- [DATA PROVIDED]:
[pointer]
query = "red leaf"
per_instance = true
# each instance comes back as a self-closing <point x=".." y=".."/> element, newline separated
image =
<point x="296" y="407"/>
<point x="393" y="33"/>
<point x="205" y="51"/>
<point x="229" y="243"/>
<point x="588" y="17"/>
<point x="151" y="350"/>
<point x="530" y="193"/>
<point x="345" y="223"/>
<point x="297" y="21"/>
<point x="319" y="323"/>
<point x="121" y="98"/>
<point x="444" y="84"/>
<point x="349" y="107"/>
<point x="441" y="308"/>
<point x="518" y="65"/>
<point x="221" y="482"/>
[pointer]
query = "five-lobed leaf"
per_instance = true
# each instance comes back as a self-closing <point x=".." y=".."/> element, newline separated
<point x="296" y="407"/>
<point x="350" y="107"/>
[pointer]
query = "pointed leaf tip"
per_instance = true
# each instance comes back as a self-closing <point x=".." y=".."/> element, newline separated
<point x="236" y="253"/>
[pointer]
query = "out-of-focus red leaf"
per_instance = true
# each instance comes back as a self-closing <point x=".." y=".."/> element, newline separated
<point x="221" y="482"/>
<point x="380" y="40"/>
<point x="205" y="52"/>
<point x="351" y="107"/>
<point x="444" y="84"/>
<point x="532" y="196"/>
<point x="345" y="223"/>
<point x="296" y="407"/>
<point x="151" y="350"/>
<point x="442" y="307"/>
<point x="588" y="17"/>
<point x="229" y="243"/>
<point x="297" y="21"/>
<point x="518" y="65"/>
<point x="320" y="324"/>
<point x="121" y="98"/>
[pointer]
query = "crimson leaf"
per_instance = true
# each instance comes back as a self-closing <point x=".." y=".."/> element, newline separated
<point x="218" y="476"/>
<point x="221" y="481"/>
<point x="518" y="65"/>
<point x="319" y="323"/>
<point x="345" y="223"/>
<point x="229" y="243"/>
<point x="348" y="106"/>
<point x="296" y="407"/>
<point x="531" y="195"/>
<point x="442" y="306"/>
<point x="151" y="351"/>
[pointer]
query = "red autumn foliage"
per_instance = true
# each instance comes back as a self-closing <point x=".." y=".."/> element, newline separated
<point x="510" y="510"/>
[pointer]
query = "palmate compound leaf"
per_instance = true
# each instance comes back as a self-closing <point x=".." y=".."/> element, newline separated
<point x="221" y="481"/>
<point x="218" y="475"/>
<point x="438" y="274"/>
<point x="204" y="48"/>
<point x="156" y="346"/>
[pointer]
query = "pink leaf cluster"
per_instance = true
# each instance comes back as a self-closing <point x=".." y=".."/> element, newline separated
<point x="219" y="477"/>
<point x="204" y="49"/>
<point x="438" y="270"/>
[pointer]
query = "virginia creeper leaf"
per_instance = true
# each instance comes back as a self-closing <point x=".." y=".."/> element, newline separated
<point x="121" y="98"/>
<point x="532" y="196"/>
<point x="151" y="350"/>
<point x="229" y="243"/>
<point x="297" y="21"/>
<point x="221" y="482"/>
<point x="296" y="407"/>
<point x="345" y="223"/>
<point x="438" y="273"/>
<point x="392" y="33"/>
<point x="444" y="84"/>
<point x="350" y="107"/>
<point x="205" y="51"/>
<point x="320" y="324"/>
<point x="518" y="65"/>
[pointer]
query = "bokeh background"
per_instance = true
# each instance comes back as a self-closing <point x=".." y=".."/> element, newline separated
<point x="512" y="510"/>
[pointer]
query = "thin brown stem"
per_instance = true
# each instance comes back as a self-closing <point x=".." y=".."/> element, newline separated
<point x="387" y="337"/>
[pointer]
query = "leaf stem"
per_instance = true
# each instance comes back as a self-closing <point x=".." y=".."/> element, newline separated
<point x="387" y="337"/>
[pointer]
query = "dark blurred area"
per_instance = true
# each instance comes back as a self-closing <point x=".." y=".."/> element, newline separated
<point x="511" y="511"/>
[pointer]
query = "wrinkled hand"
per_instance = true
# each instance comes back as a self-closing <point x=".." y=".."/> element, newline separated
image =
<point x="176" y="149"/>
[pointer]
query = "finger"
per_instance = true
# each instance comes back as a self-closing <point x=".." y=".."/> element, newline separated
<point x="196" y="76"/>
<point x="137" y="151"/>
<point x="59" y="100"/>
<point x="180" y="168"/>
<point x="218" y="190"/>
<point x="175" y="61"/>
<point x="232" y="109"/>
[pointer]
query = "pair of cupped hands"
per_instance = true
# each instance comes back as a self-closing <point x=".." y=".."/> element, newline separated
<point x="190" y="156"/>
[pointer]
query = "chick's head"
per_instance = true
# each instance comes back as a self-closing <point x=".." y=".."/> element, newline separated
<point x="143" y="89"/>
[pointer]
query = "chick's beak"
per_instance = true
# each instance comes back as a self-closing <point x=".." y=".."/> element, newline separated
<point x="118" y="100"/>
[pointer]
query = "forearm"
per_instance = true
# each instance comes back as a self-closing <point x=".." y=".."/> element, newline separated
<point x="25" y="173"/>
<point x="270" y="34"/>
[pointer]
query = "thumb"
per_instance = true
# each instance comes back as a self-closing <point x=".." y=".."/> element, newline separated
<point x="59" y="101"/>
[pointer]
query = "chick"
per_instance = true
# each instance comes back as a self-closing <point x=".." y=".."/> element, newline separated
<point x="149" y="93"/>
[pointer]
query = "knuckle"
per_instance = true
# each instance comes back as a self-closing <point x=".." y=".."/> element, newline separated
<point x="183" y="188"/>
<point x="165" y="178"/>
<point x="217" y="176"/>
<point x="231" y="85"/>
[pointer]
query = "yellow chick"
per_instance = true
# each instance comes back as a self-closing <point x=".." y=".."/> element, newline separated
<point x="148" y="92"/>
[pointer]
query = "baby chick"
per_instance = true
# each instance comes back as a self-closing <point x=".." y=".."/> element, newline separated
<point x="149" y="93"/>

- [EXERCISE DESCRIPTION]: Repeat the data above, word for word.

- [EXPECTED ANSWER]:
[pointer]
query = "red leaf"
per_instance = true
# each instance comes back as a self-closing <point x=".." y=".."/> element, newline separated
image =
<point x="296" y="407"/>
<point x="393" y="33"/>
<point x="205" y="51"/>
<point x="229" y="243"/>
<point x="588" y="17"/>
<point x="151" y="350"/>
<point x="530" y="193"/>
<point x="345" y="223"/>
<point x="297" y="21"/>
<point x="319" y="323"/>
<point x="121" y="98"/>
<point x="444" y="84"/>
<point x="349" y="107"/>
<point x="441" y="308"/>
<point x="518" y="65"/>
<point x="221" y="482"/>
[pointer]
query = "five-lobed leaf"
per_instance = true
# each instance comes back as a self-closing <point x=".." y=".."/> element, newline separated
<point x="296" y="407"/>
<point x="350" y="107"/>
[pointer]
query = "pointed leaf tip"
per_instance = true
# each instance comes back as a self-closing <point x=".." y=".."/> element, newline separated
<point x="236" y="253"/>
[pointer]
query = "out-of-focus red leaf"
per_instance = true
# each instance comes back as a self-closing <point x=".." y=".."/> element, newline separated
<point x="221" y="482"/>
<point x="380" y="40"/>
<point x="205" y="52"/>
<point x="351" y="107"/>
<point x="444" y="84"/>
<point x="532" y="196"/>
<point x="345" y="223"/>
<point x="296" y="407"/>
<point x="151" y="350"/>
<point x="442" y="307"/>
<point x="588" y="17"/>
<point x="229" y="243"/>
<point x="297" y="21"/>
<point x="518" y="65"/>
<point x="320" y="324"/>
<point x="121" y="98"/>
[pointer]
query = "crimson leaf"
per_instance = true
# each instance comes back as a self-closing <point x=".." y=".."/> element, newline separated
<point x="218" y="476"/>
<point x="221" y="481"/>
<point x="518" y="65"/>
<point x="319" y="323"/>
<point x="345" y="223"/>
<point x="229" y="243"/>
<point x="348" y="106"/>
<point x="296" y="407"/>
<point x="531" y="195"/>
<point x="442" y="306"/>
<point x="151" y="351"/>
[pointer]
query = "red autumn foliage"
per_instance = true
# each instance comes back as a self-closing <point x=".." y=".."/> element, newline separated
<point x="510" y="510"/>
[pointer]
query = "palmate compound leaf"
per_instance = true
# each instance comes back as a self-closing <point x=".." y=".."/> element, newline separated
<point x="221" y="481"/>
<point x="218" y="475"/>
<point x="438" y="274"/>
<point x="204" y="48"/>
<point x="156" y="346"/>
[pointer]
query = "pink leaf cluster"
per_instance = true
# each instance comes back as a self-closing <point x=".." y=".."/> element, newline separated
<point x="219" y="477"/>
<point x="204" y="49"/>
<point x="438" y="270"/>
[pointer]
query = "virginia creeper leaf"
per_instance = true
# each instance comes back as a self-closing <point x=".." y=".."/> element, newline separated
<point x="121" y="98"/>
<point x="532" y="196"/>
<point x="151" y="350"/>
<point x="229" y="243"/>
<point x="297" y="21"/>
<point x="221" y="482"/>
<point x="296" y="407"/>
<point x="345" y="223"/>
<point x="438" y="273"/>
<point x="392" y="33"/>
<point x="444" y="84"/>
<point x="350" y="107"/>
<point x="205" y="51"/>
<point x="320" y="324"/>
<point x="518" y="65"/>
[pointer]
query = "bokeh background"
per_instance = true
# each instance comes back as a self-closing <point x=".." y=".."/> element, newline separated
<point x="512" y="510"/>
[pointer]
query = "thin brown stem"
per_instance = true
# each instance comes back as a self-closing <point x=".." y=".."/> element, newline separated
<point x="387" y="337"/>
[pointer]
query = "leaf stem"
per_instance = true
# each instance comes back as a self-closing <point x=".." y=".."/> element, newline separated
<point x="387" y="337"/>
[pointer]
query = "dark blurred area"
per_instance = true
# each instance comes back as a self-closing <point x=".." y=".."/> element, newline separated
<point x="511" y="511"/>
[pointer]
query = "wrinkled hand"
per_instance = true
# each instance comes back as a self-closing <point x=".." y=".."/> element, newline separated
image =
<point x="176" y="149"/>
[pointer]
query = "finger"
per_instance = true
# each instance comes back as a self-closing <point x=".." y=".."/> element, newline separated
<point x="196" y="76"/>
<point x="137" y="151"/>
<point x="59" y="100"/>
<point x="180" y="168"/>
<point x="218" y="190"/>
<point x="175" y="61"/>
<point x="232" y="109"/>
[pointer]
query = "pair of cupped hands"
per_instance = true
# each instance comes back as a self-closing <point x=".." y=".."/> element, newline separated
<point x="190" y="156"/>
[pointer]
query = "chick's head"
per_instance = true
# each instance comes back as a self-closing <point x=".." y=".."/> element, newline separated
<point x="143" y="89"/>
[pointer]
query = "chick's beak"
per_instance = true
# each instance comes back as a self-closing <point x=".." y=".."/> element, newline separated
<point x="118" y="100"/>
[pointer]
query = "forearm"
per_instance = true
# each instance comes back as a self-closing <point x=".." y=".."/> element, newline separated
<point x="25" y="173"/>
<point x="270" y="34"/>
[pointer]
query = "thumb"
per_instance = true
# each instance comes back as a self-closing <point x=".." y=".."/> element, newline separated
<point x="59" y="101"/>
[pointer]
query = "chick"
per_instance = true
# each instance comes back as a self-closing <point x=".." y=".."/> element, newline separated
<point x="149" y="93"/>
[pointer]
query = "knuckle"
per_instance = true
# each instance comes back as a self-closing <point x=".." y=".."/> element, newline separated
<point x="183" y="188"/>
<point x="165" y="178"/>
<point x="217" y="176"/>
<point x="231" y="85"/>
[pointer]
query = "yellow chick"
per_instance = true
# each instance comes back as a self-closing <point x=".." y=".."/> element, newline separated
<point x="148" y="92"/>
[pointer]
query = "baby chick"
per_instance = true
# each instance comes back as a self-closing <point x=".." y=".."/> element, newline separated
<point x="149" y="93"/>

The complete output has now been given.